EXTRAIT CHOISI:
————————
Certains d'entre eux sont passionnants : j'ai été très sensible notamment à ceux consacrés à J.G Ballard, Paula Rego, aux soeurs Brontë, à Simone de Beauvoir, Albert Camus, Violette le Duc, Marguerite-Duras, Colette.

D'autres m'ont fait découvrir des auteures ou des artistes que je ne connaissais pas, comme Ann Quin, Hope Mirrlees, Elisabeth Hardwick, Maria Stepanova,
ou encore la photographe Francesca Woodman.

On trouve aussi dans ce recueil une irrésistible imitation de Lewis Caroll, une réflexion sur les accidents de voiture, les artistes qui meurent trop jeunes, les femmes aux yeux minuscules et des tas d'autres choses.

Certains thèmes m'ont moins intéressée que d'autres, mais c'est la caractéristique d'une telle oeuvre que d'offrir à ses lecteurs des propositions de voyages sur divers sentiers dont forcément certains sont plus familiers et d'autres plus éloignés de leurs randonnées habituelles.

Je retiens ses magistrales réflexions sur l'art d'écrire (et de lire) :

" Il y a l'histoire et il y a tout le reste. Si le reste ne nous intéresse pas, c'est que le langage ne nous intéresse pas. Chacun se fait sa propre idée de ce que doit être le reste. Chaque récit est un cheval de Troie. Qui se cache dans son ventre et dans sa bouche ? Il est toujours bon de placer quelques punaises sous les fesses d'un récit moralisateur et tyrannique, histoire de le maintenir en alerte, de lui arracher de petits cris et de s'assurer qu'il ne se carre pas dans un fauteuil, un chaton sur les genoux. Un récit s'entiche trop de lui-même et cherche toujours à se faire adorer."
————————
Éléments issus d'un jeu de données
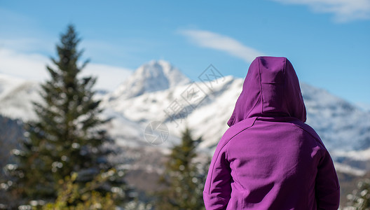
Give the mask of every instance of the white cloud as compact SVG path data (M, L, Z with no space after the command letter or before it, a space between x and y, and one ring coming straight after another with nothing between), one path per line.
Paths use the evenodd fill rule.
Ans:
M46 64L50 64L50 61L42 55L0 49L0 74L41 82L49 76ZM96 88L113 90L132 72L128 69L90 63L83 69L81 76L97 76Z
M201 47L224 51L247 62L263 55L256 50L226 36L203 30L181 30L179 32Z
M309 6L315 12L334 13L339 22L370 19L370 0L273 0Z

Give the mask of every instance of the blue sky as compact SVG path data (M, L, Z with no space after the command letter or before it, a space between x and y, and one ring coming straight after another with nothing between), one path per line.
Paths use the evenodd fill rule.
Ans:
M5 0L0 73L46 78L69 23L100 88L114 88L151 59L197 80L210 64L243 78L256 56L285 56L301 82L370 104L370 0Z

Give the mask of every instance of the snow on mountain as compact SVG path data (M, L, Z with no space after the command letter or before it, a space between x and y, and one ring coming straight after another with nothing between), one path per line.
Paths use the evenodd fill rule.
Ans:
M111 97L130 98L146 92L166 90L189 81L186 76L169 62L153 60L136 69Z
M326 90L301 84L307 123L329 150L350 151L370 148L370 113Z
M23 120L35 120L32 102L39 102L39 85L36 82L0 74L0 113Z
M193 137L202 136L199 150L212 155L228 129L226 122L243 79L225 76L208 82L189 81L167 62L151 61L140 66L116 90L100 96L103 115L113 117L107 125L109 133L122 146L166 151L189 127ZM337 165L370 170L370 164L364 160L370 160L370 113L324 90L301 85L307 123L317 132ZM38 99L37 87L0 77L0 114L32 118L30 102ZM146 128L153 121L163 122L168 129L163 144L152 145L145 140Z

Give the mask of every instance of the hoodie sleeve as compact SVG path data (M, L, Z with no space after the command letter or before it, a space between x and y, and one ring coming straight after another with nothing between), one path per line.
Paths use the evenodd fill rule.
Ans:
M213 155L203 191L206 209L226 209L230 200L231 170L226 148L226 144L219 144Z
M339 206L339 183L333 161L329 152L323 148L323 156L317 167L315 196L317 209L338 209Z

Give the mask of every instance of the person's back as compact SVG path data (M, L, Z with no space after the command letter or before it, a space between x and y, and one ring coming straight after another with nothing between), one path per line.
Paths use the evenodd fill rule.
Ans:
M206 209L337 209L333 162L306 114L290 62L257 57L212 158Z

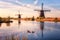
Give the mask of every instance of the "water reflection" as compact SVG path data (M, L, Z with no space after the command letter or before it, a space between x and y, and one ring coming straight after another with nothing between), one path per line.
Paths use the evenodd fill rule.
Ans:
M44 22L40 22L40 30L41 30L41 35L42 35L42 38L43 38L43 30L44 30Z
M10 23L6 23L7 26L10 26Z
M1 27L2 23L0 23L0 27Z

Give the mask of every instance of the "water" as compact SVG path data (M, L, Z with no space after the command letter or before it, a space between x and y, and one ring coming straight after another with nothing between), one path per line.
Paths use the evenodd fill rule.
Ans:
M13 21L0 24L0 40L60 40L60 22Z

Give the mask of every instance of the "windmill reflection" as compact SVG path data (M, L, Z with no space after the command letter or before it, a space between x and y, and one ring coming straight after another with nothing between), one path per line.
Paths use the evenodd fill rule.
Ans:
M43 38L44 22L40 22L40 30L41 30L42 38Z
M10 26L10 23L6 23L7 26Z

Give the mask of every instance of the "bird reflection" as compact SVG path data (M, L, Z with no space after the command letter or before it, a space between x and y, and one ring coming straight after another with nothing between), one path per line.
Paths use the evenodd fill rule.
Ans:
M7 26L10 26L10 23L6 23Z
M40 30L41 30L42 38L43 38L44 22L40 22Z

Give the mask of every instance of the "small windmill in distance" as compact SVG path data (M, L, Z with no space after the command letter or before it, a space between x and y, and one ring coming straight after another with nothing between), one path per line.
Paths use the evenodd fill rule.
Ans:
M42 5L41 5L41 10L35 9L34 11L40 12L39 17L43 17L43 18L45 18L44 12L50 12L50 10L44 10L44 9L43 9L43 3L42 3Z

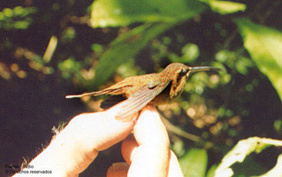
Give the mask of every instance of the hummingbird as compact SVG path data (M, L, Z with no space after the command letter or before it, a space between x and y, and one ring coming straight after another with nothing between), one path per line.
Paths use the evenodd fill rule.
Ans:
M180 63L172 63L159 73L132 76L104 89L78 95L66 95L66 98L85 96L111 94L121 96L126 99L115 118L122 120L141 111L147 104L154 106L175 100L182 92L190 73L201 71L220 71L211 66L189 66ZM110 98L109 102L119 99ZM115 101L114 101L115 99ZM107 108L107 100L100 107ZM104 108L103 108L104 107Z

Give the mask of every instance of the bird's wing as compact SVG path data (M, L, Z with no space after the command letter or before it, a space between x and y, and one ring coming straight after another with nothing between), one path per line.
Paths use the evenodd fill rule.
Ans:
M121 120L141 110L165 89L170 82L155 83L154 86L151 83L144 85L125 101L124 106L115 116L115 118Z
M126 99L123 95L115 95L110 96L106 99L103 100L100 105L100 107L102 109L108 109L113 105Z

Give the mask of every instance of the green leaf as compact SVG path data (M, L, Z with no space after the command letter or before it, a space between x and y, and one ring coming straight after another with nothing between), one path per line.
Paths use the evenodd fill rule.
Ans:
M204 177L208 161L204 149L192 148L179 159L179 163L185 177Z
M206 177L214 177L217 165L213 165L208 171Z
M282 146L282 141L259 137L251 137L240 141L223 158L215 171L215 177L231 177L234 174L230 167L232 165L242 162L251 153L259 153L272 145Z
M148 42L174 25L174 24L145 24L117 37L99 59L94 82L89 88L105 83L120 64L129 61Z
M267 76L282 100L282 33L250 20L236 20L244 46L260 72Z
M201 1L205 1L212 10L222 15L244 11L247 8L247 6L243 3L229 1L217 0L201 0Z
M93 28L125 26L136 22L176 23L206 9L195 0L96 0L91 6Z

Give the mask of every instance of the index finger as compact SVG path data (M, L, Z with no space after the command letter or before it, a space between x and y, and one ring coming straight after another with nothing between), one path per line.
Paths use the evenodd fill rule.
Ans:
M78 176L99 151L118 143L132 130L134 118L124 122L114 118L123 104L105 111L76 116L30 164L37 168L44 166L51 170L54 176ZM64 168L58 164L64 164Z

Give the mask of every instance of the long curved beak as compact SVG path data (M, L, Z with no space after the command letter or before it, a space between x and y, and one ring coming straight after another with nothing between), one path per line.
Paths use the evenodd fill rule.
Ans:
M221 71L222 69L221 68L217 68L212 66L195 66L191 67L190 68L190 72L193 73L197 71Z

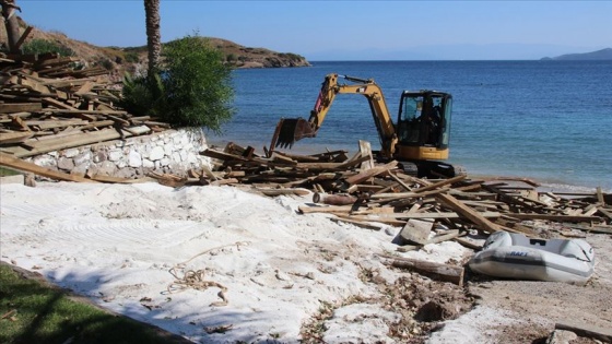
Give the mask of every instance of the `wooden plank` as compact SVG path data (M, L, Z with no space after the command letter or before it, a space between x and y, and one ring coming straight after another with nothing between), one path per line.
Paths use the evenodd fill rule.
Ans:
————————
CONSIGNES:
Recopiez en entier, sans la moindre modification, le texte ci-dessus consacré au recueil.

RÉPONSE RÉDIGÉE:
Certains d'entre eux sont passionnants : j'ai été très sensible notamment à ceux consacrés à J.G Ballard, Paula Rego, aux soeurs Brontë, à Simone de Beauvoir, Albert Camus, Violette le Duc, Marguerite-Duras, Colette.

D'autres m'ont fait découvrir des auteures ou des artistes que je ne connaissais pas, comme Ann Quin, Hope Mirrlees, Elisabeth Hardwick, Maria Stepanova,
ou encore la photographe Francesca Woodman.

On trouve aussi dans ce recueil une irrésistible imitation de Lewis Caroll, une réflexion sur les accidents de voiture, les artistes qui meurent trop jeunes, les femmes aux yeux minuscules et des tas d'autres choses.

Certains thèmes m'ont moins intéressée que d'autres, mais c'est la caractéristique d'une telle oeuvre que d'offrir à ses lecteurs des propositions de voyages sur divers sentiers dont forcément certains sont plus familiers et d'autres plus éloignés de leurs randonnées habituelles.

Je retiens ses magistrales réflexions sur l'art d'écrire (et de lire) :

" Il y a l'histoire et il y a tout le reste. Si le reste ne nous intéresse pas, c'est que le langage ne nous intéresse pas. Chacun se fait sa propre idée de ce que doit être le reste. Chaque récit est un cheval de Troie. Qui se cache dans son ventre et dans sa bouche ? Il est toujours bon de placer quelques punaises sous les fesses d'un récit moralisateur et tyrannique, histoire de le maintenir en alerte, de lui arracher de petits cris et de s'assurer qu'il ne se carre pas dans un fauteuil, un chaton sur les genoux. Un récit s'entiche trop de lui-même et cherche toujours à se faire adorer."